• [Instructions to follow]: Pick every line from the data that holds the word "silhouette".

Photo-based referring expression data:
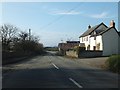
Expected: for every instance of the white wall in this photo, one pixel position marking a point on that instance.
(87, 42)
(110, 42)
(92, 43)
(99, 40)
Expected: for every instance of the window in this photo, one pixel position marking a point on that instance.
(94, 37)
(87, 39)
(82, 39)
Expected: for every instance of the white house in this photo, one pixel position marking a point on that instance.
(103, 38)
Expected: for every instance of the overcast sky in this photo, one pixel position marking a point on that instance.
(56, 21)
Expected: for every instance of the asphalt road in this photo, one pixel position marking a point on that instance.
(52, 71)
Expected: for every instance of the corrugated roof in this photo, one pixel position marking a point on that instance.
(89, 31)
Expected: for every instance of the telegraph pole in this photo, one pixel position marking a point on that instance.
(29, 34)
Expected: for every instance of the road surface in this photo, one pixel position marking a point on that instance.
(52, 71)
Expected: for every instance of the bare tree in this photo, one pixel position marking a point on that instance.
(7, 33)
(23, 35)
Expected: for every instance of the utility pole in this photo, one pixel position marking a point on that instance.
(29, 34)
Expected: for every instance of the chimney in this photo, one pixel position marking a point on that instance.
(89, 27)
(112, 23)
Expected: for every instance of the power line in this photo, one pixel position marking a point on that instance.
(55, 20)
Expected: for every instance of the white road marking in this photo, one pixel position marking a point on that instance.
(75, 83)
(55, 66)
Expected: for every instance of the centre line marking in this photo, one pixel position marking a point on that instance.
(75, 83)
(55, 66)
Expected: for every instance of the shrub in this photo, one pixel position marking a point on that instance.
(79, 49)
(113, 63)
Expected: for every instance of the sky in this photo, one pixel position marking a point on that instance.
(56, 22)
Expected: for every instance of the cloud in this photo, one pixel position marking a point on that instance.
(65, 12)
(101, 15)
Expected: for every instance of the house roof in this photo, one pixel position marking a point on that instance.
(66, 46)
(109, 29)
(89, 31)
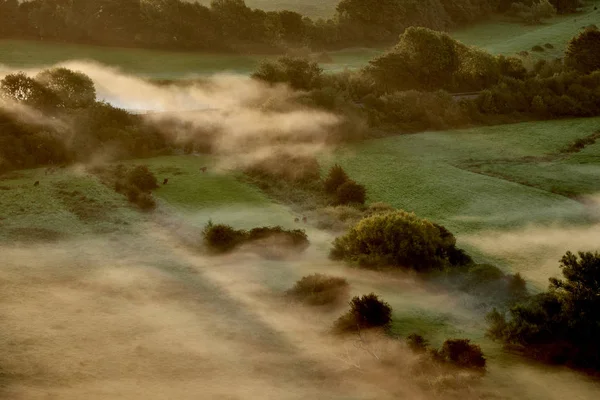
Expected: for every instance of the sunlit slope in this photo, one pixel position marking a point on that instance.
(67, 202)
(72, 201)
(427, 173)
(501, 37)
(496, 36)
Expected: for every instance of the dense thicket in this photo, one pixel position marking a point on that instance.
(399, 239)
(65, 123)
(561, 325)
(230, 25)
(221, 238)
(410, 88)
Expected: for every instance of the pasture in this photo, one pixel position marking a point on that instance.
(501, 189)
(497, 36)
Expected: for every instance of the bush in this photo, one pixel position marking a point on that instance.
(462, 353)
(351, 193)
(319, 289)
(335, 178)
(286, 167)
(561, 325)
(222, 238)
(365, 312)
(290, 238)
(396, 239)
(417, 343)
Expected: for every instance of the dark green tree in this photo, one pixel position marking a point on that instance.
(583, 52)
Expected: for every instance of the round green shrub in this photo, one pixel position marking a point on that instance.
(398, 239)
(335, 178)
(366, 312)
(319, 289)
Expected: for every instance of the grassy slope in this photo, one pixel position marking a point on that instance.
(215, 194)
(65, 203)
(502, 37)
(423, 173)
(494, 36)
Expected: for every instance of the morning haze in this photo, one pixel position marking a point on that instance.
(276, 199)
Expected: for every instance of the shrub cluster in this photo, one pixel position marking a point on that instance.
(343, 190)
(63, 94)
(561, 325)
(366, 312)
(457, 352)
(221, 238)
(399, 239)
(319, 289)
(136, 184)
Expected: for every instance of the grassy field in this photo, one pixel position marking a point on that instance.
(432, 174)
(311, 8)
(496, 36)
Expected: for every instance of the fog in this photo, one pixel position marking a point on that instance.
(245, 120)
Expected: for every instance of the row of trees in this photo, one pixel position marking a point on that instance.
(230, 25)
(65, 123)
(408, 87)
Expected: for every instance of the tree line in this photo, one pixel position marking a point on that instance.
(410, 88)
(230, 25)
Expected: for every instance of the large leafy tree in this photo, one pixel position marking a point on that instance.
(561, 325)
(74, 89)
(583, 52)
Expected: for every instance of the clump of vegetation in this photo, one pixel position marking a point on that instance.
(319, 289)
(134, 183)
(461, 353)
(417, 343)
(221, 238)
(398, 239)
(366, 312)
(456, 352)
(291, 168)
(561, 325)
(583, 52)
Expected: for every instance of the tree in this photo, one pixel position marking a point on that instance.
(422, 59)
(367, 311)
(351, 192)
(583, 51)
(21, 88)
(299, 73)
(74, 89)
(561, 325)
(463, 353)
(397, 239)
(335, 178)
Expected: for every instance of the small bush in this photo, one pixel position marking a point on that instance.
(319, 289)
(222, 238)
(365, 312)
(291, 238)
(335, 178)
(351, 193)
(378, 208)
(417, 343)
(398, 239)
(462, 353)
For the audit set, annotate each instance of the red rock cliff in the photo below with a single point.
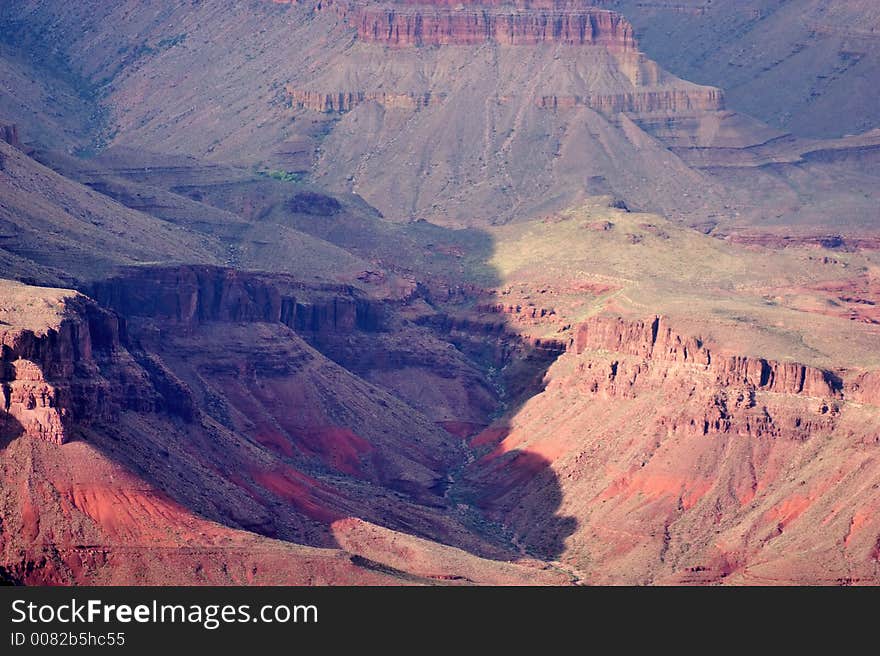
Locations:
(52, 379)
(429, 24)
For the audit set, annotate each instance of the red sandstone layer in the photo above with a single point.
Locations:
(427, 25)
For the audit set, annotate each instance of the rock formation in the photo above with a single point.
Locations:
(427, 25)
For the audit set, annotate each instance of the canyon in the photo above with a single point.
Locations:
(438, 293)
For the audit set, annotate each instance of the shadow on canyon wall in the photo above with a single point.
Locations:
(209, 475)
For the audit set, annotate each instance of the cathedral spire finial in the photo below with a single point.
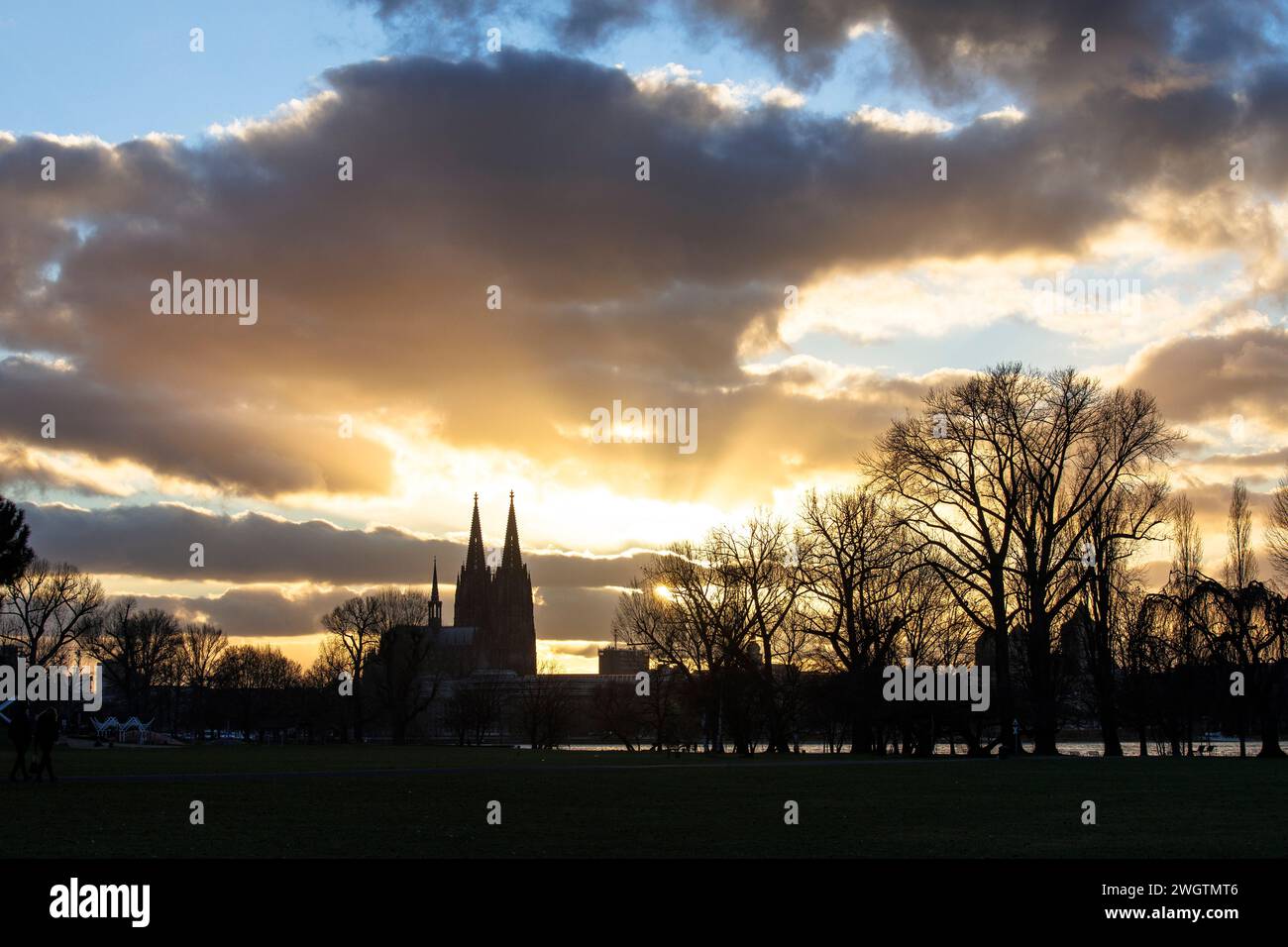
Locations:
(510, 554)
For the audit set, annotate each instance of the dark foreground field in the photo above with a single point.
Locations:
(424, 801)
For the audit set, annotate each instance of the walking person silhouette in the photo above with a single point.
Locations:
(20, 732)
(47, 732)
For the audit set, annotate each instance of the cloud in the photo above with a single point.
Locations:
(1203, 377)
(373, 291)
(154, 541)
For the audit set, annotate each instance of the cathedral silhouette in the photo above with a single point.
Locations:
(492, 617)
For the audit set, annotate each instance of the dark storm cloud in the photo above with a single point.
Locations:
(519, 171)
(253, 612)
(1212, 376)
(578, 613)
(154, 541)
(187, 436)
(951, 46)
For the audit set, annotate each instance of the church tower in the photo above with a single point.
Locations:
(513, 633)
(473, 583)
(436, 604)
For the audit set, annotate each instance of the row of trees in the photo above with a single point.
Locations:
(189, 673)
(1006, 521)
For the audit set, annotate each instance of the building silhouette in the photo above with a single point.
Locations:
(492, 621)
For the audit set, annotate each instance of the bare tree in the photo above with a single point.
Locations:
(356, 625)
(1276, 530)
(954, 471)
(761, 561)
(48, 608)
(1132, 514)
(16, 554)
(136, 648)
(1240, 564)
(688, 609)
(198, 655)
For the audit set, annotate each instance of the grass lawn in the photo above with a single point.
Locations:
(370, 800)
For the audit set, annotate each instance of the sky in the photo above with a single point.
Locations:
(509, 158)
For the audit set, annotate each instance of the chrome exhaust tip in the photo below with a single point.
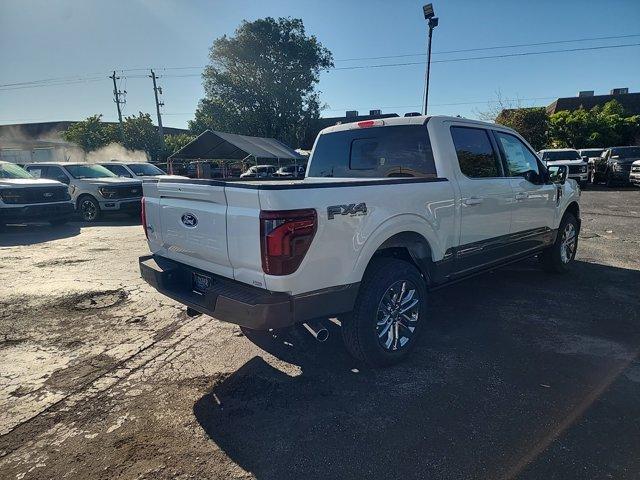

• [Answer box]:
For the audit set, annotate each instance of the walking person silhouette in the photo above with a single point.
For the audit set, annotate each instance of the cathedral silhouette in the photo above with a single point.
For the audit set, annotate each instance of the building silhouette in the photo above with a single point.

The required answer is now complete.